start Document excerpt

With the document format conversion feature, you can convert various types of documents to target formats and save the conversion results to a specified OSS path.
Scenarios
Online preview optimization: After uploading PDF, Word, Excel, PPT, and other documents to OSS, you can call the document conversion interface to convert documents into images for direct preview on web or mobile devices without downloading.
Cross-platform compatibility: Through document conversion services, users with different devices and operating systems can view documents seamlessly.
Supported input file types
File type | File extension |
Word | doc, docx, wps, wpss, docm, dotm, dot, dotx, html |
PPT | pptx, ppt, pot, potx, pps, ppsx, dps, dpt, pptm, potm, ppsm, dpss |
Excel | xls, xlt, et, ett, xlsx, xltx, csv, xlsb, xlsm, xltm, ets |
How to use
Prerequisites
Create a bucket in OSS, upload the document to be converted to the bucket, and bind an Intelligent Media Management (IMM) Project to the bucket. The IMM Project must be in the same region as the bucket.
You must have the relevant permissions required for IMM processing.
Convert document format
You can use SDK to call the document conversion interface for processing and save the processed files to the specified bucket. You can use OSS SDKs only for Java, Python, or Go to convert a document.
Java
OSS SDK for Java V3.17.4 or later is required.
import com.aliyun.oss.ClientBuilderConfiguration;
import com.aliyun.oss.OSS;
import com.aliyun.oss.OSSClientBuilder;
import com.aliyun.oss.common.auth.CredentialsProviderFactory;
import com.aliyun.oss.common.auth.EnvironmentVariableCredentialsProvider;
import com.aliyun.oss.common.comm.SignVersion;
import com.aliyun.oss.model.AsyncProcessObjectRequest;
import com.aliyun.oss.model.AsyncProcessObjectResult;
import com.aliyuncs.exceptions.ClientException;
import java.util.Base64;
public class Demo1 {
public static void main(String[] args) throws ClientException {
// Specify the endpoint of the region in which the bucket is located.
String endpoint = "https://oss-cn-hangzhou.aliyuncs.com";
// Specify the ID of the Alibaba Cloud region in which the bucket is located. Example: cn-hangzhou.
String region = "cn-hangzhou";
// Obtain a credential from the environment variables. Before you run the sample code, make sure that the OSS_ACCESS_KEY_ID and OSS_ACCESS_KEY_SECRET environment variables are configured.
EnvironmentVariableCredentialsProvider credentialsProvider = CredentialsProviderFactory.newEnvironmentVariableCredentialsProvider();
// Specify the name of the bucket.
String bucketName = "examplebucket";
// Specify the name of the output object.

end Document excerpt

Exercise instructions
Using the document conversion page, list every programming language whose OSS SDK can be used to convert a document.

start Listing

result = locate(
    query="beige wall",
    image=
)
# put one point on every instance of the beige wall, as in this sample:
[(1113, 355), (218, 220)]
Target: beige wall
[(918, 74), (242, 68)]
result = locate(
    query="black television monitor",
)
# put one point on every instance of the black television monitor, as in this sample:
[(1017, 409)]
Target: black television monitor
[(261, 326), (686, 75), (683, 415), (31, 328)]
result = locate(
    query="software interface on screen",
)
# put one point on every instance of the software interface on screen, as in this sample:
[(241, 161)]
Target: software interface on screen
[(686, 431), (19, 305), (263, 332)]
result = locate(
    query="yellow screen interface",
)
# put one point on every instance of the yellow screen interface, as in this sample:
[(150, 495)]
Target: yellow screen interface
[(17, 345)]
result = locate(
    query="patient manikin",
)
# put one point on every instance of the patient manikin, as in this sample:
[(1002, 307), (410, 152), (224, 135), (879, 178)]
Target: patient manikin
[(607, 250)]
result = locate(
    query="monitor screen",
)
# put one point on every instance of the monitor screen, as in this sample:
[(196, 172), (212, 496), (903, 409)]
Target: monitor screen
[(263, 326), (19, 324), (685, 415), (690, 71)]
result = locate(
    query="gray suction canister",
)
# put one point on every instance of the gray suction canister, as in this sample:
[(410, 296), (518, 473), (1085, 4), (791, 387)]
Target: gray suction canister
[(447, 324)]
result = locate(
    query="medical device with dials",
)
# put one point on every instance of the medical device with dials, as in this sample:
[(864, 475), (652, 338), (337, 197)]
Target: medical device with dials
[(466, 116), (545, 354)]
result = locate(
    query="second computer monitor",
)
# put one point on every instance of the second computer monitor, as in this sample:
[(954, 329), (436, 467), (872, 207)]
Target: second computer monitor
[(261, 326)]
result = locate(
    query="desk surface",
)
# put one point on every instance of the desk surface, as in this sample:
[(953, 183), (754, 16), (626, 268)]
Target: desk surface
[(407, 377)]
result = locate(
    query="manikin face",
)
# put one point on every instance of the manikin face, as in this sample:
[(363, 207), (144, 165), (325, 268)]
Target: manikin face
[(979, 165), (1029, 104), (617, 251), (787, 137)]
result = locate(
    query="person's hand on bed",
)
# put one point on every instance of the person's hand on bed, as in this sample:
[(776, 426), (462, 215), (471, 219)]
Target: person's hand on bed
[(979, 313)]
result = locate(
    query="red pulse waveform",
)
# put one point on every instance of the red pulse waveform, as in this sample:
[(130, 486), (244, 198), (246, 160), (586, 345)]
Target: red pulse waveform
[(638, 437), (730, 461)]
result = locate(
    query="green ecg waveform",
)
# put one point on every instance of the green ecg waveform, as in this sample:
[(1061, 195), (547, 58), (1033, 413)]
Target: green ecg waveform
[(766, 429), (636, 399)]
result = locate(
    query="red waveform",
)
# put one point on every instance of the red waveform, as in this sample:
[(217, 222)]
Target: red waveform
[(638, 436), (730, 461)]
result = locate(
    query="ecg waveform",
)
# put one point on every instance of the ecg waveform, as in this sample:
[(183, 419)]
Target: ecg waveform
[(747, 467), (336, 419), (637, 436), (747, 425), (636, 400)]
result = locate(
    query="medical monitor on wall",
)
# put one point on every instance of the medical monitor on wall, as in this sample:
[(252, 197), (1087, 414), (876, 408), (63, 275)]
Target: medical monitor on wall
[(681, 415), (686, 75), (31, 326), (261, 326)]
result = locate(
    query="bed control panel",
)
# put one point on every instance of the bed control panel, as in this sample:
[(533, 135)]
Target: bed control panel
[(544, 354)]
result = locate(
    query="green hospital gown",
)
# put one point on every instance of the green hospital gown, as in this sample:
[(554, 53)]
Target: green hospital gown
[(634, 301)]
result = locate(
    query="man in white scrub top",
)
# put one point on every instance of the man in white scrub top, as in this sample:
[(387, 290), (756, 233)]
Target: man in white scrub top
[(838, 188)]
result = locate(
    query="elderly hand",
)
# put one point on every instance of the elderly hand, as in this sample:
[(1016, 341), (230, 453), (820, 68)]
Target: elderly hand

end Listing

The answer
Java, Python, Go